Exercise
Can you write out the whole listing exactly?

Exercise material
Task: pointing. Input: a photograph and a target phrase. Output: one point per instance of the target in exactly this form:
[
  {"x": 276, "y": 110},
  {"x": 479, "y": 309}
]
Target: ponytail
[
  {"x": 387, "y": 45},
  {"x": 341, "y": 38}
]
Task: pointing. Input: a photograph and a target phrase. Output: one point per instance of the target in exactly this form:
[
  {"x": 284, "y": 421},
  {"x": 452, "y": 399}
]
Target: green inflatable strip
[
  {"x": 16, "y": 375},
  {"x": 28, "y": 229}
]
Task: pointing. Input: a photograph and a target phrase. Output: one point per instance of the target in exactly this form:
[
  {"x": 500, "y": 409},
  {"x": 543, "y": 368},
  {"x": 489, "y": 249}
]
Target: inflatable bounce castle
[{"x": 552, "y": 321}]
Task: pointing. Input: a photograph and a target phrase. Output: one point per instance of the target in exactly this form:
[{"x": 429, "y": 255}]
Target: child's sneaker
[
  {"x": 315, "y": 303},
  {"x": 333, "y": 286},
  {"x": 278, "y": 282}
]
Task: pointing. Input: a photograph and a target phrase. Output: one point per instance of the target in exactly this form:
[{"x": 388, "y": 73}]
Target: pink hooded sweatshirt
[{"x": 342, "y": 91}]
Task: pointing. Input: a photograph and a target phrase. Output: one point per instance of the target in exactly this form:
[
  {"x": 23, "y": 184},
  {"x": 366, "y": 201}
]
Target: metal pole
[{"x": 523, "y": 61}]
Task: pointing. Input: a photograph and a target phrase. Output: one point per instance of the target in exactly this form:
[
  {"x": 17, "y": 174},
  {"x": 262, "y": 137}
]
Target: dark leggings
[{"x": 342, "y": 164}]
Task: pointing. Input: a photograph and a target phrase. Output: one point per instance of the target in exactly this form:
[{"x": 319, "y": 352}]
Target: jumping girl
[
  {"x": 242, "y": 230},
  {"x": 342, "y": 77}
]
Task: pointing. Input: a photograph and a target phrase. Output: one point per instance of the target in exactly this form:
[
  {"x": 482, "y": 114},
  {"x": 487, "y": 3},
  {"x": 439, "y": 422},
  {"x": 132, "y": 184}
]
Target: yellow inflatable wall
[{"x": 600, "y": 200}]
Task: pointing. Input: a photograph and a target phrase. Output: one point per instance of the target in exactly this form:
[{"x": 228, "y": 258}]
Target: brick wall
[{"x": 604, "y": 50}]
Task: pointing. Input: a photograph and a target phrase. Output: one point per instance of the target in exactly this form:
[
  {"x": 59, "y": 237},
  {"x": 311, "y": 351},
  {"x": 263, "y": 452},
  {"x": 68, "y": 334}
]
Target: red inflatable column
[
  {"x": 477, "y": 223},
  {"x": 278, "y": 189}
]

Task output
Task: pointing. Input: a photograph and a target phrase. Output: one point per instance of the target in exactly this form:
[
  {"x": 276, "y": 110},
  {"x": 479, "y": 309}
]
Target: ponytail
[
  {"x": 387, "y": 45},
  {"x": 341, "y": 38}
]
Task: pointing. Input: a photograph and a target phrase. Output: one point per instance of the target in exactly this form:
[
  {"x": 284, "y": 421},
  {"x": 452, "y": 399}
]
Target: green inflatable strip
[
  {"x": 16, "y": 375},
  {"x": 28, "y": 229}
]
Task: pointing. Input: a photograph and a target phrase. Output: one point per instance of the target in exactly this form:
[
  {"x": 500, "y": 409},
  {"x": 543, "y": 368},
  {"x": 489, "y": 249}
]
Target: inflatable bounce castle
[{"x": 552, "y": 321}]
Task: pointing. Input: a photograph and a target phrase. Output: one point per instance of the target in exactly this form:
[{"x": 429, "y": 255}]
Target: child's sneaker
[
  {"x": 315, "y": 303},
  {"x": 333, "y": 286},
  {"x": 278, "y": 282}
]
Task: pointing. Input: a photograph and a target phrase. Output: one point per instance of the target in exactly this form:
[{"x": 388, "y": 73}]
Target: pink hooded sweatshirt
[{"x": 342, "y": 91}]
Task: pointing. Input: a photograph and a target phrase. Output: one point per instance of the target in exactly this form:
[
  {"x": 23, "y": 184},
  {"x": 366, "y": 201}
]
Target: metal pole
[{"x": 523, "y": 61}]
Task: pointing. Input: a photograph and a target phrase. Output: one point per instance of the target in exactly this form:
[
  {"x": 17, "y": 174},
  {"x": 262, "y": 137}
]
Target: dark leggings
[{"x": 342, "y": 164}]
Task: pointing. Input: a photograph and a target phrase. Output: one point per instance of the target in exactly this form:
[{"x": 319, "y": 352}]
Target: jumping girl
[
  {"x": 242, "y": 230},
  {"x": 342, "y": 77}
]
Task: pointing. Input: a photograph and a target phrase. Output: one point per instance of the target in exactly this form:
[
  {"x": 482, "y": 114},
  {"x": 487, "y": 3},
  {"x": 439, "y": 422},
  {"x": 132, "y": 184}
]
Target: yellow inflatable wall
[{"x": 600, "y": 200}]
Task: pointing. Input: a photograph and a target phrase. Output: one point per instance of the target in exactly this form:
[{"x": 228, "y": 258}]
Target: brick wall
[{"x": 604, "y": 50}]
Task: pointing. Input: a photograph and a target phrase. Output: one point per instance of the target in exactly this form:
[
  {"x": 59, "y": 237},
  {"x": 311, "y": 351},
  {"x": 263, "y": 452},
  {"x": 68, "y": 334}
]
Target: red inflatable column
[
  {"x": 477, "y": 223},
  {"x": 278, "y": 189}
]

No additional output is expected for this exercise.